#### THE DATA
____
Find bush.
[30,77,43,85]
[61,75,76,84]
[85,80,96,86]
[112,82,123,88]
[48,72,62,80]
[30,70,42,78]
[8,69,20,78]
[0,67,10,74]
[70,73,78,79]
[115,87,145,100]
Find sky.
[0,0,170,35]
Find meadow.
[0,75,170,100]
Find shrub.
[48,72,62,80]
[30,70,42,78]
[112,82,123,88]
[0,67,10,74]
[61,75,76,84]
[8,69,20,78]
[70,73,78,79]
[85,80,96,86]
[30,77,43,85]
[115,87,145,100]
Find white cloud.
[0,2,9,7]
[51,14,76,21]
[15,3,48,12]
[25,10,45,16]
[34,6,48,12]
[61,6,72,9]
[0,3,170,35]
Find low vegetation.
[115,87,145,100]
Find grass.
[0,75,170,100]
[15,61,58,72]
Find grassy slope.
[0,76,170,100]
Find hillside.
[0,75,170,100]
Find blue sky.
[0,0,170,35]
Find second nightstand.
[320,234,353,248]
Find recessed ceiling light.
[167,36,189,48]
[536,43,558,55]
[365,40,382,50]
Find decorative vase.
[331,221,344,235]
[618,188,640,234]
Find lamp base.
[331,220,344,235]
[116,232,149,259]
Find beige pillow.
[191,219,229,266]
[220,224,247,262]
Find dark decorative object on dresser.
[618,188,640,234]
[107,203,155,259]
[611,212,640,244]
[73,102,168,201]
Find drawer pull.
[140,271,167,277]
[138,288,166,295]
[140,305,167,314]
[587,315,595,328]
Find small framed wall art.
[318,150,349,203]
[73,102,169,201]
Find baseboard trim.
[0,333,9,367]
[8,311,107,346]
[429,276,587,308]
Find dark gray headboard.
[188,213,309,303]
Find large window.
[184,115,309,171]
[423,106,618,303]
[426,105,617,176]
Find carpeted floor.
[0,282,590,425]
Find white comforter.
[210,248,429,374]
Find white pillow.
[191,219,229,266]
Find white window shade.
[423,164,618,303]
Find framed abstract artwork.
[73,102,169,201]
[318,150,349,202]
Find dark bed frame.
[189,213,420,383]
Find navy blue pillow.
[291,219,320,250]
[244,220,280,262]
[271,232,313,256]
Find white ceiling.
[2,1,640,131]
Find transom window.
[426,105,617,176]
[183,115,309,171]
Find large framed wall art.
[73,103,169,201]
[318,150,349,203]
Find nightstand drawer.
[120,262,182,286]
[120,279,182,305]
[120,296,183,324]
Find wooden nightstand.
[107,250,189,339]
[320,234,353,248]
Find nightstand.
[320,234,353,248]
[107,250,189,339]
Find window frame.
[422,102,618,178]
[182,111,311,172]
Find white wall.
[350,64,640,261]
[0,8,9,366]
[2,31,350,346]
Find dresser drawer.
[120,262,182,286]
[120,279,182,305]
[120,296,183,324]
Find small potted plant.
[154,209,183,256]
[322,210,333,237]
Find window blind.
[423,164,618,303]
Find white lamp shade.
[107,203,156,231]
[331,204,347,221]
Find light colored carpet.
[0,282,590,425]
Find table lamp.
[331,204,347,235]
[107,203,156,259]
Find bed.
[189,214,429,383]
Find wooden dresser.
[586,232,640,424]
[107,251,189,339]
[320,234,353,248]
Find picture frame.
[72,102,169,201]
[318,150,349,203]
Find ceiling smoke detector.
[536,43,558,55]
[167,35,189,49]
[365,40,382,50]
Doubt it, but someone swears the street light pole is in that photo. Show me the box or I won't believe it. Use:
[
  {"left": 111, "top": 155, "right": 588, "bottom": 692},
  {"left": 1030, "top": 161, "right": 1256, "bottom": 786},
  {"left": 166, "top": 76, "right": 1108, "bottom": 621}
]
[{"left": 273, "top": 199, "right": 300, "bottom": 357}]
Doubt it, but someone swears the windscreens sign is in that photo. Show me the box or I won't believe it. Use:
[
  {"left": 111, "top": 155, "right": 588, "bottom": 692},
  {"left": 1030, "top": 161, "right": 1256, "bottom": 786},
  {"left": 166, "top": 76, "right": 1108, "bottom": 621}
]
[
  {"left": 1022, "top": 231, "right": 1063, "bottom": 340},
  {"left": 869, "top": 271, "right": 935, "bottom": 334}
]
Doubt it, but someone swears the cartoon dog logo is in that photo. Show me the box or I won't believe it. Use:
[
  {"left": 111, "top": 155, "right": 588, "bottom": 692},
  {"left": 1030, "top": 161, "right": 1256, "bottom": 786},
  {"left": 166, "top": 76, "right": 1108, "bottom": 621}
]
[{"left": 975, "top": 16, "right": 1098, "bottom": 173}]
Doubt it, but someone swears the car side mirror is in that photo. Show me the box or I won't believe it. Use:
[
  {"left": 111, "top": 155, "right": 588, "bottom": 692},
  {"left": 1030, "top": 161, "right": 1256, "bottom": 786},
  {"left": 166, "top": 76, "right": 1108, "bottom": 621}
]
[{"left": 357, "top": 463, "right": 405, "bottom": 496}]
____
#### TASK DIRECTIONS
Output every line above, character for character, with nothing added or changed.

#### RESULT OF THE TASK
Find bush.
[30,77,43,85]
[61,75,76,84]
[85,80,96,86]
[112,82,123,88]
[48,72,62,80]
[30,70,42,78]
[8,69,20,78]
[0,67,10,74]
[70,73,78,79]
[115,87,145,100]
Find sky.
[0,0,170,35]
Find meadow.
[0,75,170,100]
Find shrub.
[48,72,62,80]
[30,70,42,78]
[112,82,123,88]
[0,67,10,74]
[61,75,76,84]
[8,69,20,78]
[70,73,78,79]
[85,80,96,86]
[30,77,43,85]
[115,87,145,100]
Find white cloud.
[0,2,9,7]
[51,14,76,21]
[15,3,48,12]
[25,10,45,16]
[34,6,48,12]
[61,6,72,9]
[0,3,170,35]
Find low vegetation.
[115,87,145,100]
Find grass.
[0,75,170,100]
[15,61,58,72]
Find grassy slope.
[0,76,170,100]
Find hillside.
[0,75,170,100]
Find blue sky.
[0,0,170,35]
Find second nightstand.
[320,234,353,248]
Find recessed ceiling light.
[167,36,189,48]
[536,43,558,55]
[365,40,382,50]
Find decorative vase.
[331,221,344,235]
[618,188,640,234]
Find lamp base.
[331,220,344,235]
[116,232,149,259]
Find beige pillow.
[191,219,229,266]
[220,224,247,262]
Find dark decorative object on dresser.
[618,188,640,234]
[107,203,155,259]
[611,212,640,244]
[73,102,168,201]
Find drawer pull.
[140,271,167,277]
[138,288,166,295]
[140,305,167,314]
[587,315,595,328]
Find small framed wall art.
[318,150,349,203]
[73,102,169,201]
Find baseboard trim.
[0,333,9,367]
[8,311,107,346]
[429,276,587,308]
Find dark gray headboard.
[188,213,309,303]
Find large window.
[184,115,309,171]
[423,106,618,303]
[426,105,617,176]
Find carpeted floor.
[0,282,590,425]
Find white comforter.
[210,248,429,374]
Find white pillow.
[191,219,229,266]
Find white window shade.
[423,164,618,303]
Find framed abstract artwork.
[73,102,169,201]
[318,150,349,202]
Find dark bed frame.
[189,213,420,383]
Find navy blue pillow.
[291,219,320,250]
[244,220,280,262]
[271,232,313,256]
Find white ceiling.
[2,1,640,131]
Find transom window.
[426,105,617,176]
[183,115,309,171]
Find large framed wall art.
[73,103,169,201]
[318,150,349,203]
Find nightstand drawer.
[120,262,182,286]
[120,279,182,305]
[120,296,183,324]
Find wooden nightstand.
[107,250,189,339]
[320,234,353,248]
Find nightstand.
[320,234,353,248]
[107,250,189,339]
Find window frame.
[422,102,618,178]
[182,111,311,172]
Find white wall.
[350,64,640,261]
[0,8,9,366]
[2,31,350,346]
Find dresser drawer.
[120,262,182,286]
[120,279,182,305]
[120,296,183,324]
Find small potted plant.
[154,209,183,256]
[322,210,333,237]
Find window blind.
[423,164,618,303]
Find white lamp shade.
[107,203,156,231]
[331,204,347,221]
Find light colored carpet.
[0,282,590,425]
Find table lamp.
[331,204,347,235]
[107,203,156,259]
Find bed.
[189,214,429,383]
Find wooden dresser.
[586,232,640,424]
[107,251,189,339]
[320,234,353,248]
Find picture frame.
[72,102,169,201]
[318,150,349,203]
Find ceiling smoke detector.
[536,43,558,55]
[167,35,189,49]
[365,40,382,50]
Doubt it, but someone swears the street light pole is in that photo. Show me the box or I won't believe it. Use:
[
  {"left": 111, "top": 155, "right": 588, "bottom": 692},
  {"left": 1030, "top": 161, "right": 1256, "bottom": 786},
  {"left": 166, "top": 76, "right": 1108, "bottom": 621}
]
[{"left": 273, "top": 199, "right": 300, "bottom": 357}]
Doubt it, but someone swears the windscreens sign is in that photo. Show me the box or I won't believe it. Use:
[
  {"left": 111, "top": 155, "right": 588, "bottom": 692},
  {"left": 1030, "top": 161, "right": 1256, "bottom": 786},
  {"left": 166, "top": 76, "right": 1108, "bottom": 621}
]
[
  {"left": 1022, "top": 231, "right": 1063, "bottom": 340},
  {"left": 869, "top": 271, "right": 935, "bottom": 334}
]
Doubt it, but someone swears the cartoon dog logo is in that photo. Show me the box or I won't believe it. Use:
[
  {"left": 111, "top": 155, "right": 588, "bottom": 692},
  {"left": 1030, "top": 161, "right": 1256, "bottom": 786},
  {"left": 166, "top": 76, "right": 1108, "bottom": 621}
]
[{"left": 975, "top": 16, "right": 1098, "bottom": 173}]
Doubt it, but someone swears the car side mirror is in that photo. Show me the box or I won't believe it. Use:
[
  {"left": 111, "top": 155, "right": 588, "bottom": 692},
  {"left": 1030, "top": 161, "right": 1256, "bottom": 786},
  {"left": 166, "top": 76, "right": 1108, "bottom": 621}
]
[{"left": 357, "top": 463, "right": 405, "bottom": 496}]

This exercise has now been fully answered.